**Exercise instructions:**
Write the next part of the Nimble Streamer NDI guide, picking up after its final sentence about the .newtek directory.

**Passage provided:**
----

If you don't want to edit these files manually, use respective utils such as NDI Access Manager for Windows or Sienna Access Manager for Linux.

Notice that on Linux the NDI config files should be placed in the home directory of the user which Nimble is running as. For example, if Nimble is running as root, then the file must be located at /root/.newtek/ndi-config.v1.json

7. Video step-by-step tutorial


We've made a video showing the setup process, take a look at it.


Also, watch:

8. SEI metadata NTP sync-up

Nimble Streamer supports SEI metadata processing for synchronizing output NDI streams. Using this feature you can take multiple input streams and line them up to make in sync with each other which is important when you need to show the same event from different video sources.
This feature also allows forwarding SEI meta further.

9. Troubleshooting


Q: I setup NDI Discovery Server IP by the 3rd party software and nimble_ndi shows a list of NDI streams, but streams are not available for the Transcoder.

Make sure that the .newtek directory with the *.json config files is located at the home folder of a user which Nimble is running as.

----

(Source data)
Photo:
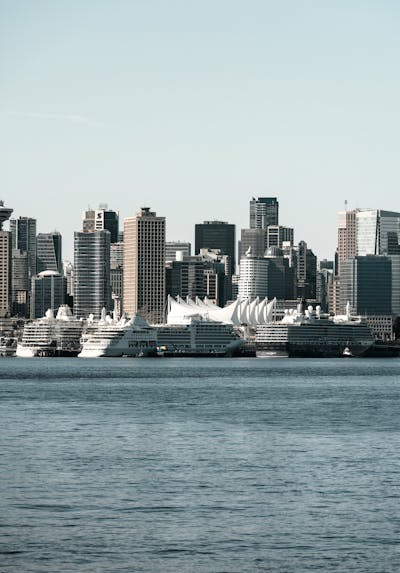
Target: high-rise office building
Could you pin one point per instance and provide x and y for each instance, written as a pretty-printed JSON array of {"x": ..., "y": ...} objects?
[
  {"x": 23, "y": 232},
  {"x": 92, "y": 290},
  {"x": 216, "y": 235},
  {"x": 117, "y": 255},
  {"x": 173, "y": 247},
  {"x": 101, "y": 219},
  {"x": 5, "y": 263},
  {"x": 264, "y": 211},
  {"x": 20, "y": 283},
  {"x": 378, "y": 232},
  {"x": 347, "y": 237},
  {"x": 277, "y": 235},
  {"x": 253, "y": 279},
  {"x": 366, "y": 283},
  {"x": 253, "y": 239},
  {"x": 48, "y": 292},
  {"x": 49, "y": 252},
  {"x": 306, "y": 272},
  {"x": 144, "y": 266},
  {"x": 203, "y": 275}
]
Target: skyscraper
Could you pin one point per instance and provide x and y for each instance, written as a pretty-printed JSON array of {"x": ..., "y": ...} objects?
[
  {"x": 5, "y": 263},
  {"x": 347, "y": 237},
  {"x": 100, "y": 219},
  {"x": 172, "y": 247},
  {"x": 253, "y": 239},
  {"x": 378, "y": 232},
  {"x": 23, "y": 232},
  {"x": 264, "y": 211},
  {"x": 144, "y": 266},
  {"x": 277, "y": 235},
  {"x": 216, "y": 235},
  {"x": 92, "y": 289},
  {"x": 253, "y": 280},
  {"x": 366, "y": 282},
  {"x": 48, "y": 292},
  {"x": 20, "y": 283},
  {"x": 49, "y": 252}
]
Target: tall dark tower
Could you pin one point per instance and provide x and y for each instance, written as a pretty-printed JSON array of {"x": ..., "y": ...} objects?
[
  {"x": 264, "y": 211},
  {"x": 216, "y": 235},
  {"x": 5, "y": 263},
  {"x": 49, "y": 252}
]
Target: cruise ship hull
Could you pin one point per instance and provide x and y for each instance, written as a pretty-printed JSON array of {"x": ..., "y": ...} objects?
[
  {"x": 310, "y": 350},
  {"x": 114, "y": 352},
  {"x": 320, "y": 339}
]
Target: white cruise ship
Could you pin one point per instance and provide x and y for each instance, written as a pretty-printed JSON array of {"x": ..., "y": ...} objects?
[
  {"x": 198, "y": 338},
  {"x": 311, "y": 334},
  {"x": 112, "y": 338},
  {"x": 49, "y": 336}
]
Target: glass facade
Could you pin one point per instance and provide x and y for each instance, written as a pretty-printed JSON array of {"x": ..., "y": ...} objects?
[{"x": 92, "y": 290}]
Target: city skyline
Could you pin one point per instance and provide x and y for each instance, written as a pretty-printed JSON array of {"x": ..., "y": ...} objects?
[{"x": 298, "y": 101}]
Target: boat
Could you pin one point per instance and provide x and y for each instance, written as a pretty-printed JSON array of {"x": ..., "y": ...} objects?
[
  {"x": 347, "y": 353},
  {"x": 313, "y": 334},
  {"x": 111, "y": 337},
  {"x": 8, "y": 345},
  {"x": 51, "y": 336},
  {"x": 199, "y": 337}
]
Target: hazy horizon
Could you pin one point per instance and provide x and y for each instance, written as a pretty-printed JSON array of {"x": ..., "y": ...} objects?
[{"x": 193, "y": 108}]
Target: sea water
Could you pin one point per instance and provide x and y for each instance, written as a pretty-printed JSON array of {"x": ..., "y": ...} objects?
[{"x": 199, "y": 465}]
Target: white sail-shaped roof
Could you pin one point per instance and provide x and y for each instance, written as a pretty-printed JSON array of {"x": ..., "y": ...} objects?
[
  {"x": 210, "y": 304},
  {"x": 260, "y": 311},
  {"x": 269, "y": 310},
  {"x": 253, "y": 311},
  {"x": 181, "y": 313},
  {"x": 244, "y": 305},
  {"x": 227, "y": 315}
]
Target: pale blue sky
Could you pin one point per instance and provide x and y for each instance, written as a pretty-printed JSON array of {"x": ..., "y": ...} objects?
[{"x": 192, "y": 108}]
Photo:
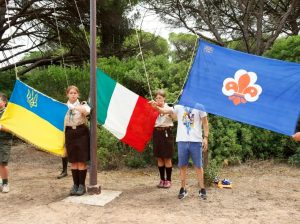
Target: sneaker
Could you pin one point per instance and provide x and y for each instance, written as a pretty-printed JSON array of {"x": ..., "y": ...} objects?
[
  {"x": 5, "y": 188},
  {"x": 202, "y": 194},
  {"x": 62, "y": 175},
  {"x": 161, "y": 184},
  {"x": 73, "y": 190},
  {"x": 81, "y": 190},
  {"x": 182, "y": 193},
  {"x": 167, "y": 184}
]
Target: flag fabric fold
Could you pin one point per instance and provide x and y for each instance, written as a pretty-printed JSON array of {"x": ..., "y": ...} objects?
[
  {"x": 125, "y": 114},
  {"x": 36, "y": 118},
  {"x": 247, "y": 88}
]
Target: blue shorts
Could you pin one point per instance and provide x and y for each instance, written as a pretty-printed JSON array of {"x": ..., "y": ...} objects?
[{"x": 187, "y": 149}]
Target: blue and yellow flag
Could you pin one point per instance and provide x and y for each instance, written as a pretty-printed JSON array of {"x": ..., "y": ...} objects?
[
  {"x": 247, "y": 88},
  {"x": 36, "y": 118}
]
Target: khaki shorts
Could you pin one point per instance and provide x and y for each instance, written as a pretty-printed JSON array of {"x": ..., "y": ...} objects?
[{"x": 5, "y": 153}]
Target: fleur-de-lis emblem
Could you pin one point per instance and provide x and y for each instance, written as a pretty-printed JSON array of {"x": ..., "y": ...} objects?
[
  {"x": 242, "y": 88},
  {"x": 32, "y": 98}
]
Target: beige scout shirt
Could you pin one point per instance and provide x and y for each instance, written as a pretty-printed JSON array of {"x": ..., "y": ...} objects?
[
  {"x": 164, "y": 120},
  {"x": 74, "y": 118}
]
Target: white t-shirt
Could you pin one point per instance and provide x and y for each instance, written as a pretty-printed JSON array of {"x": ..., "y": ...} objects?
[{"x": 189, "y": 127}]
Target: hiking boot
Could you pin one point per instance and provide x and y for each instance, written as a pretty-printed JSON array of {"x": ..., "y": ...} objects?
[
  {"x": 73, "y": 190},
  {"x": 81, "y": 190},
  {"x": 5, "y": 188},
  {"x": 202, "y": 194},
  {"x": 161, "y": 184},
  {"x": 167, "y": 184},
  {"x": 62, "y": 175},
  {"x": 182, "y": 193}
]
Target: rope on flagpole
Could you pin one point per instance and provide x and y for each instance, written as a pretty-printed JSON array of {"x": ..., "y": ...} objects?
[
  {"x": 60, "y": 44},
  {"x": 10, "y": 33},
  {"x": 142, "y": 56},
  {"x": 81, "y": 26},
  {"x": 191, "y": 60}
]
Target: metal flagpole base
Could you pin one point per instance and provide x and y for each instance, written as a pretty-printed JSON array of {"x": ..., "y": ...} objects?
[{"x": 94, "y": 189}]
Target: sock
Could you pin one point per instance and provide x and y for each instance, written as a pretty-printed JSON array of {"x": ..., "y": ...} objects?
[
  {"x": 82, "y": 176},
  {"x": 162, "y": 172},
  {"x": 75, "y": 175},
  {"x": 169, "y": 173},
  {"x": 65, "y": 164}
]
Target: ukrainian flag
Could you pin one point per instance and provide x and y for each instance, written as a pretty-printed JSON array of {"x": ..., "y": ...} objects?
[{"x": 36, "y": 118}]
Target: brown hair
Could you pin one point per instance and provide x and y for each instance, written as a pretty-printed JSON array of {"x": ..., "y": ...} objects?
[
  {"x": 160, "y": 92},
  {"x": 72, "y": 87}
]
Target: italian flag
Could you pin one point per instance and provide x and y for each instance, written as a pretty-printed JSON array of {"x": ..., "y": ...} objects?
[{"x": 125, "y": 114}]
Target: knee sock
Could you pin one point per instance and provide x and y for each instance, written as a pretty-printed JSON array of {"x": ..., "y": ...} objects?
[
  {"x": 65, "y": 164},
  {"x": 75, "y": 175},
  {"x": 82, "y": 176},
  {"x": 169, "y": 173},
  {"x": 162, "y": 172}
]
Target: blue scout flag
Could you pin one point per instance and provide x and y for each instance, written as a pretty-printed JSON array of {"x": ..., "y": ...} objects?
[
  {"x": 247, "y": 88},
  {"x": 36, "y": 118}
]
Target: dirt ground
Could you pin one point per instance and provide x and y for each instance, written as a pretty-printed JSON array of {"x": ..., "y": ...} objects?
[{"x": 263, "y": 192}]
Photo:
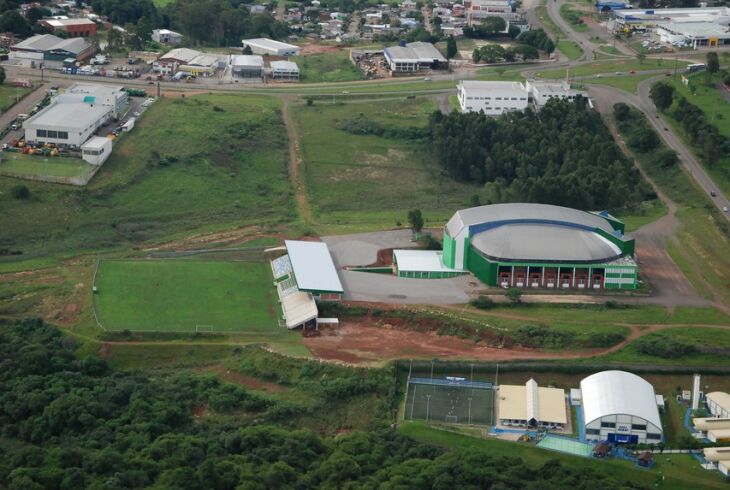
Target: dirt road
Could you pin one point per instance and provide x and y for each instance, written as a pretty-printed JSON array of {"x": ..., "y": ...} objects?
[{"x": 295, "y": 163}]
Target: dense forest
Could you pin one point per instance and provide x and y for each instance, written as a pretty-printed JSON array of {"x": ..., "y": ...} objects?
[
  {"x": 71, "y": 423},
  {"x": 564, "y": 155}
]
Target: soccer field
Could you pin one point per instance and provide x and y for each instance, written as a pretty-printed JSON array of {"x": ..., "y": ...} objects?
[
  {"x": 186, "y": 296},
  {"x": 449, "y": 403}
]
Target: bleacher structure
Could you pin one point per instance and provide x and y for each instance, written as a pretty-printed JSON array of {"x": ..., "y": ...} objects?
[
  {"x": 304, "y": 274},
  {"x": 297, "y": 306}
]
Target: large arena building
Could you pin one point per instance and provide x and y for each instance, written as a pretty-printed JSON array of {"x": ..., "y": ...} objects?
[{"x": 540, "y": 246}]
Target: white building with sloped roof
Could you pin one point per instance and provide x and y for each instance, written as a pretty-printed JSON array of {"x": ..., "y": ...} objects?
[
  {"x": 620, "y": 407},
  {"x": 718, "y": 403}
]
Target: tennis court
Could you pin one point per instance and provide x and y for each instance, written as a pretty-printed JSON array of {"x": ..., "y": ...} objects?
[
  {"x": 454, "y": 402},
  {"x": 565, "y": 445}
]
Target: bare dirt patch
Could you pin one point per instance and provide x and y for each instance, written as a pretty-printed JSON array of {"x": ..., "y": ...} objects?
[
  {"x": 235, "y": 377},
  {"x": 360, "y": 343}
]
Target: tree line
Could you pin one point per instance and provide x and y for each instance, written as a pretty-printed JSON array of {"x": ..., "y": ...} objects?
[
  {"x": 71, "y": 423},
  {"x": 563, "y": 155}
]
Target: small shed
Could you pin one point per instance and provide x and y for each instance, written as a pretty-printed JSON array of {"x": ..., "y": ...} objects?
[
  {"x": 96, "y": 150},
  {"x": 250, "y": 66}
]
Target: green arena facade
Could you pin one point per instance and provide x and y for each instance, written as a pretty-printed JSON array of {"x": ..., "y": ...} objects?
[{"x": 526, "y": 245}]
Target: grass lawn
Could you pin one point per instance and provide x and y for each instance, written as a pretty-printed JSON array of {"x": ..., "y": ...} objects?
[
  {"x": 9, "y": 95},
  {"x": 332, "y": 66},
  {"x": 702, "y": 245},
  {"x": 180, "y": 295},
  {"x": 627, "y": 83},
  {"x": 17, "y": 164},
  {"x": 391, "y": 174},
  {"x": 678, "y": 471},
  {"x": 573, "y": 17},
  {"x": 713, "y": 345},
  {"x": 223, "y": 163},
  {"x": 564, "y": 45},
  {"x": 611, "y": 66},
  {"x": 717, "y": 113}
]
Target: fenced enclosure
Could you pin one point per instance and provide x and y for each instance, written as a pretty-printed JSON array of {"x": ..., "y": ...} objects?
[{"x": 451, "y": 401}]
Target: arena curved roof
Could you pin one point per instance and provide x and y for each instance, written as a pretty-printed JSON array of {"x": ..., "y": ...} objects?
[
  {"x": 544, "y": 243},
  {"x": 618, "y": 392},
  {"x": 496, "y": 214}
]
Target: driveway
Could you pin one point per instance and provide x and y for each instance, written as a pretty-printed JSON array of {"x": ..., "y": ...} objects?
[{"x": 362, "y": 248}]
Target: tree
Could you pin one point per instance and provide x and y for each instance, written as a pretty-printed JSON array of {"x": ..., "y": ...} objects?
[
  {"x": 514, "y": 295},
  {"x": 713, "y": 63},
  {"x": 415, "y": 219},
  {"x": 662, "y": 94},
  {"x": 451, "y": 48},
  {"x": 20, "y": 192}
]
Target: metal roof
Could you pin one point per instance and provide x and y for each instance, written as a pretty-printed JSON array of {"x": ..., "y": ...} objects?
[
  {"x": 618, "y": 392},
  {"x": 298, "y": 308},
  {"x": 313, "y": 267},
  {"x": 491, "y": 86},
  {"x": 288, "y": 66},
  {"x": 717, "y": 453},
  {"x": 262, "y": 42},
  {"x": 418, "y": 52},
  {"x": 182, "y": 54},
  {"x": 95, "y": 143},
  {"x": 707, "y": 423},
  {"x": 421, "y": 261},
  {"x": 523, "y": 211},
  {"x": 248, "y": 60},
  {"x": 74, "y": 115},
  {"x": 49, "y": 42},
  {"x": 542, "y": 242},
  {"x": 523, "y": 402},
  {"x": 719, "y": 398}
]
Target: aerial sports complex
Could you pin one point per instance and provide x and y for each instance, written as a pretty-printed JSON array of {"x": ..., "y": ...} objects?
[{"x": 530, "y": 246}]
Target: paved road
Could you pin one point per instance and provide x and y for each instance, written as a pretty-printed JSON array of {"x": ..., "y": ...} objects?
[
  {"x": 673, "y": 141},
  {"x": 22, "y": 107}
]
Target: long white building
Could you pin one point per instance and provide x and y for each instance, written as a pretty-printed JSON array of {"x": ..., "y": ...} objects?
[
  {"x": 75, "y": 115},
  {"x": 492, "y": 98},
  {"x": 620, "y": 407}
]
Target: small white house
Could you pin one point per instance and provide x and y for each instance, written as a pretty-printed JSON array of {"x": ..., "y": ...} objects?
[
  {"x": 96, "y": 150},
  {"x": 166, "y": 36}
]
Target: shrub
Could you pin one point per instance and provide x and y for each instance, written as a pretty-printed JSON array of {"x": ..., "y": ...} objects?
[
  {"x": 482, "y": 302},
  {"x": 664, "y": 347},
  {"x": 20, "y": 192}
]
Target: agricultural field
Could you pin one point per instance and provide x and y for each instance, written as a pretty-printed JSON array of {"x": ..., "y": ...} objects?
[
  {"x": 331, "y": 66},
  {"x": 346, "y": 164},
  {"x": 223, "y": 163},
  {"x": 185, "y": 296},
  {"x": 17, "y": 164}
]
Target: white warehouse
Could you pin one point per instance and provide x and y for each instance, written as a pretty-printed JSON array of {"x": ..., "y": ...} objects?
[
  {"x": 271, "y": 47},
  {"x": 620, "y": 407},
  {"x": 718, "y": 403},
  {"x": 75, "y": 115},
  {"x": 493, "y": 98}
]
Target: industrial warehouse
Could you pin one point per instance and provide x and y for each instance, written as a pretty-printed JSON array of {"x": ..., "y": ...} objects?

----

**Response:**
In the latest NDI library releases NDI config files are also moved from .newtek to .ndi directory. Please copy ndi-config.v1.json file to the .ndi directory if NDI streams provided via Discovery Server are still not available. The full path to the config for the root user is /root/.ndi/ndi-config.v1.json


Q: I see stutter and dropped frames in NDI output

First, try to add the following line into /etc/nimble/nimble.conf and restart Nimble:
ndi_sender_cbr_enabled = true
If this doesn't help, switch from default RUDP mode to Single TCP for sending and receiving.


Q: I'd like to have NDI|HX® support

At the moment NDI|HX® support is not available on Linux.
On Windows it's available by default, no additional activities are needed.
NDI|HX® is intended to be used in mobile applications and uses H264 or HEVC. You can have NDI HX as a source, but Nimble doesn't use HX compression for NDI output.

Q: I have other problem

If you have any problems with NDI, check that your host is configured to have respective ports opened. Here's an example of UFW rules for Ubuntu host with properly configures ports.

> sudo ufw status
Status: active
To                      Action  From
--                      ------  ----
6960                    ALLOW    192.168.0.0/24
6961                    ALLOW    192.168.0.0/24
6962                    ALLOW    192.168.0.0/24
6963                    ALLOW    192.168.0.0/24
6964                    ALLOW    192.168.0.0/24
6965                    ALLOW    192.168.0.0/24
6966                    ALLOW    192.168.0.0/24

If you have other issues with NDI configuration, please refer to General NDI Troubleshooting page from NewTek knowledge base.



Contact us if you have any questions regarding NDI support in Nimble Streamer.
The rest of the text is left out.